■ Material provided

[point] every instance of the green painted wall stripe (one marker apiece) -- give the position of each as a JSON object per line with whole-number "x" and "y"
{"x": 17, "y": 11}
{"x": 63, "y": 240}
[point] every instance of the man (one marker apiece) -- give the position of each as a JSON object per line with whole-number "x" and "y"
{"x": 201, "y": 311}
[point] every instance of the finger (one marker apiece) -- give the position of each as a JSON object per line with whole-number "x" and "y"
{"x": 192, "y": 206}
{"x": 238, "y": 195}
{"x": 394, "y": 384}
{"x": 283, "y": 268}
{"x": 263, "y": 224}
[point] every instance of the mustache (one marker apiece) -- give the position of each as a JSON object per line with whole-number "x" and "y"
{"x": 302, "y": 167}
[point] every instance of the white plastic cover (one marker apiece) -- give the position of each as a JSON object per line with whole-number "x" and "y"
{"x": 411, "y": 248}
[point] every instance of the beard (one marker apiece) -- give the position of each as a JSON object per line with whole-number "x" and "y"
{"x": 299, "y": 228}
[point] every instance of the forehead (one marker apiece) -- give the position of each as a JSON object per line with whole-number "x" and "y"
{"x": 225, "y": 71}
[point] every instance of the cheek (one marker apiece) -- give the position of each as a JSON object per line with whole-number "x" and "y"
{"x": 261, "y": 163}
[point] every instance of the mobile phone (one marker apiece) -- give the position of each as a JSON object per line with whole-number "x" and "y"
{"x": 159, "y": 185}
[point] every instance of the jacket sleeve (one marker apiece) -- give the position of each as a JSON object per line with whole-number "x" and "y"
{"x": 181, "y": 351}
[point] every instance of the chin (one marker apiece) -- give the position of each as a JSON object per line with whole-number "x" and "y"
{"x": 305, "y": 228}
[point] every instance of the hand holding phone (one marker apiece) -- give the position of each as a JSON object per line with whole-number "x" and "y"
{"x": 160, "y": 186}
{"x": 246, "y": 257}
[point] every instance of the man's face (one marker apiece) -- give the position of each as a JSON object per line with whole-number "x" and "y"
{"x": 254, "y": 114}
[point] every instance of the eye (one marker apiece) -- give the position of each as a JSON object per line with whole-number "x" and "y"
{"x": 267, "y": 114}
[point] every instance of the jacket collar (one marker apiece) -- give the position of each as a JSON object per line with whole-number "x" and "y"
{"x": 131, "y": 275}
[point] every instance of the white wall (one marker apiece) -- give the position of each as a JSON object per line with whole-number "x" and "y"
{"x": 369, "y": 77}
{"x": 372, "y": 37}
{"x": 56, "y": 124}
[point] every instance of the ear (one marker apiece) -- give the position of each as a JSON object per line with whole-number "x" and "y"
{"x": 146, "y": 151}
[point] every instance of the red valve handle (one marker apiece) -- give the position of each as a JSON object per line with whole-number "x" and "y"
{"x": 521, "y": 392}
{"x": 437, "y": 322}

■ Problem to solve
The line containing "[point] every instance of the white wall" marks the start; retype it and each line after it through the end of the records above, exactly.

■ Reply
[point] every instance of the white wall (one marker apiece) -- give the position of each as a JSON object per line with whole-number "x" and "y"
{"x": 369, "y": 77}
{"x": 372, "y": 37}
{"x": 56, "y": 124}
[point] every instance of the ear (one marker apiece) -- give the position of each as a JSON object per line with whole-number "x" and "y"
{"x": 146, "y": 151}
[point] every instance of the red valve handle (one marker apiece) -- give the position of each as a JSON object per line with whole-number "x" and "y"
{"x": 521, "y": 392}
{"x": 437, "y": 322}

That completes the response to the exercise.